## TAREFAS PROPOSTAS
[1] Segundo o texto sobre o TDAH, quais são todos os fatores que fazem variar a taxa de prevalência? Liste-os.
[2] Reproduza do texto sobre o TDAH o trecho que começa em "Para ela, estão" e termina em "lamenta a pesquisadora.".

## TEXTO BASE
Para ela, estão sendo medicadas as crianças questionadoras (que não se submetem facilmente às regras) e aquelas que sonham, têm fantasias, utopias e que ‘viajam’. “Quando impedimos isso quimicamente, segundo a frase de um psiquiatra uruguaio, a gente corre o risco de estar fazendo um genocídio do futuro. Estamos dificultando, senão impedindo, a construção de futuros diferentes e mundos diferentes”, lamenta a pesquisadora.

Embora muitos pesquisadores dedicados ao TDAH digam que a tava de prevalência na população não mude, Cida Moysés discorda. “Ao contrário do que se propaga, de que a taxa de prevalência é a mesma em todos os lugares, isso não é verdade. Varia de 0,1% a 20%, conforme o estudo da Universidade McMaster do Canadá. Varia de acordo com valores culturais, região geográfica, época e conforme o profissional que está avaliando. Há trabalhos que mostram, por exemplo, que médicas diagnosticam mais TDAH em meninos e que médicos mais em meninas, provavelmente por uma falta de identificação. Alguns trabalhos mostram que crianças pobres têm mais chances de receber o diagnóstico”, alerta.

## MATERIAL
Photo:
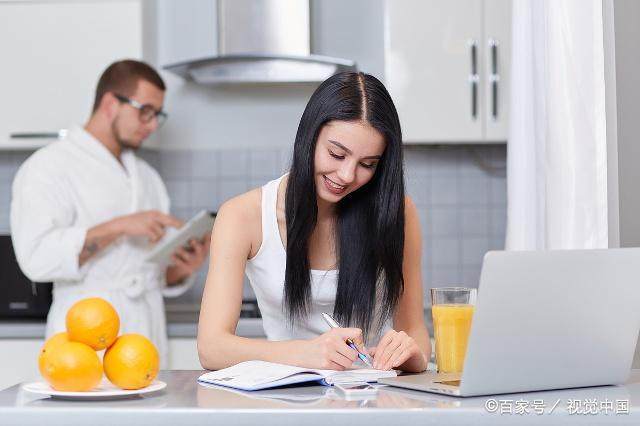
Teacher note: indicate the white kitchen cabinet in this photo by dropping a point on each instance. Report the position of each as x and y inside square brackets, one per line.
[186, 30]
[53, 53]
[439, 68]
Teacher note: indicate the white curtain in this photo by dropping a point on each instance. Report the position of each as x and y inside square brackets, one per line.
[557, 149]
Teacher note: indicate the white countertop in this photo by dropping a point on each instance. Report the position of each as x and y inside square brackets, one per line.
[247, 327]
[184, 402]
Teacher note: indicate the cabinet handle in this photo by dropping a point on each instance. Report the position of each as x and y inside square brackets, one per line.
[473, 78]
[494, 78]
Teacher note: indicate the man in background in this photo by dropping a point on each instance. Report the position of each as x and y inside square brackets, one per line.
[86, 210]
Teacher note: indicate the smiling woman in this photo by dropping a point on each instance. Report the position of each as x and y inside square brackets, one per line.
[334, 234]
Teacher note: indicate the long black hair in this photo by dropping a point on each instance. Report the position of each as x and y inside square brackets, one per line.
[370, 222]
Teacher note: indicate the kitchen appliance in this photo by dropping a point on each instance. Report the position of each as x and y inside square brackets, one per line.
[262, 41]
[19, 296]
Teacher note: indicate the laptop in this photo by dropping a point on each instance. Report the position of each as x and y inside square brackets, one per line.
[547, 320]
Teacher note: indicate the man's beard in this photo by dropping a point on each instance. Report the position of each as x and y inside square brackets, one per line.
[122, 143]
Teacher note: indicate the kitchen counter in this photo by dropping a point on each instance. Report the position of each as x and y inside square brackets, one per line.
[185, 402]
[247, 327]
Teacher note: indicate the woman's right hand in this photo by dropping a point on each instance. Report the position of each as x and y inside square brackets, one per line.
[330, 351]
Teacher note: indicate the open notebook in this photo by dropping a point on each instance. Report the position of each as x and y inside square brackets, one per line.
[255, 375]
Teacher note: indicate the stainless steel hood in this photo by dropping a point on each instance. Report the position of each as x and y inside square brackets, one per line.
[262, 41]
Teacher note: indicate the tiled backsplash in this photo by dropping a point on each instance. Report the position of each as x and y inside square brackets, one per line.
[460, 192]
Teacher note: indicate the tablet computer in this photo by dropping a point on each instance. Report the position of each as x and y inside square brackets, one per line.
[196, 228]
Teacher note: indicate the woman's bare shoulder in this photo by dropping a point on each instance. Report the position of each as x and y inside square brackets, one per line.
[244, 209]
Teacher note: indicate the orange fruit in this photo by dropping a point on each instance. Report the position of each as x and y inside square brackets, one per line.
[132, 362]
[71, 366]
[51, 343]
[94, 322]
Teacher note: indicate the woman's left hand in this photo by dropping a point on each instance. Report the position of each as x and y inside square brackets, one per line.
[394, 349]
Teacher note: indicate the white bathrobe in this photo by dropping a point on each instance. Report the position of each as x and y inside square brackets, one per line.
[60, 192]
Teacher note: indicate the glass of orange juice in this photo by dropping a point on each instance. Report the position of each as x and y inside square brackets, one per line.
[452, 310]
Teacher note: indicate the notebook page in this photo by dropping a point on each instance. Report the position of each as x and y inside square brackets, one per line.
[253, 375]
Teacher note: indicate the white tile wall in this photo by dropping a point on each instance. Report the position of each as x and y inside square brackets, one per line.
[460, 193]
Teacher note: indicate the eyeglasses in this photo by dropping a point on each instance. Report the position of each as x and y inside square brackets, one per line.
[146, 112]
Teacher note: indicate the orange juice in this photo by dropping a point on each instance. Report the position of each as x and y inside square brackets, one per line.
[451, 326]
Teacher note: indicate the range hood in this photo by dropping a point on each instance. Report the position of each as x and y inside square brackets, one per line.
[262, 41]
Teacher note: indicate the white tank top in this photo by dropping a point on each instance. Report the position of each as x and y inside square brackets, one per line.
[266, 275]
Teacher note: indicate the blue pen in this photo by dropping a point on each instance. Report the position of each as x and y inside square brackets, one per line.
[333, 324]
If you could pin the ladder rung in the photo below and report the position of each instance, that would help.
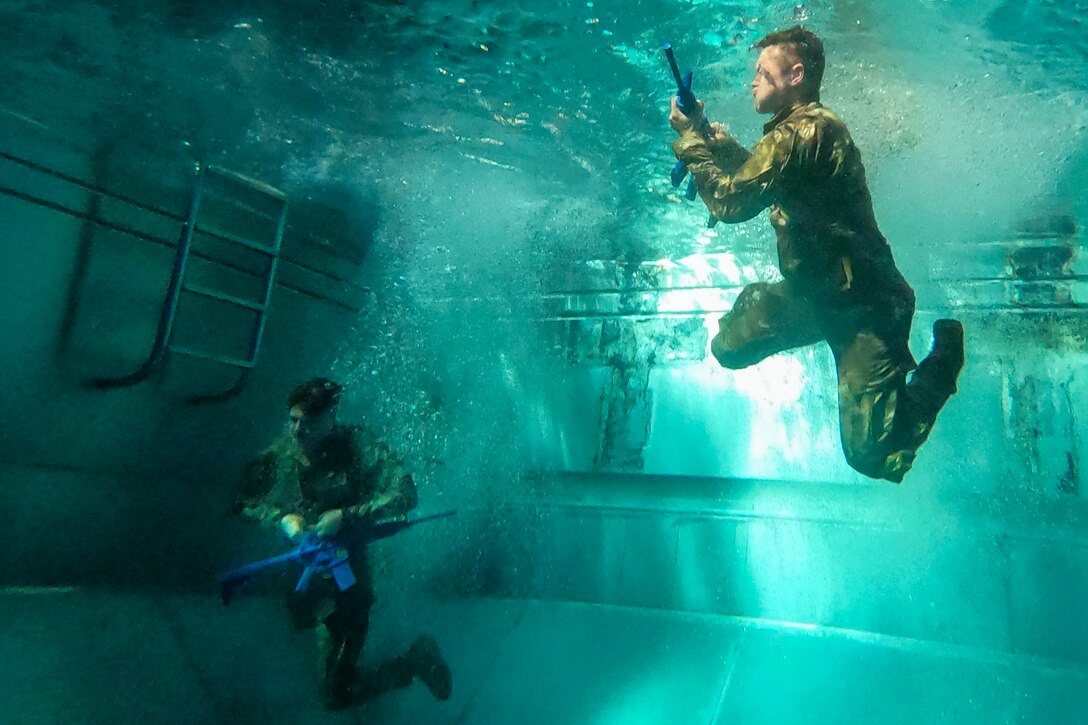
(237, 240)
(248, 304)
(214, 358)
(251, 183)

## RESPOSTAS
[1]
- valores culturais
- região geográfica
- época
- o profissional que está avaliando

[2]
Para ela, estão sendo medicadas as crianças questionadoras (que não se submetem facilmente às regras) e aquelas que sonham, têm fantasias, utopias e que ‘viajam’. “Quando impedimos isso quimicamente, segundo a frase de um psiquiatra uruguaio, a gente corre o risco de estar fazendo um genocídio do futuro. Estamos dificultando, senão impedindo, a construção de futuros diferentes e mundos diferentes”, lamenta a pesquisadora.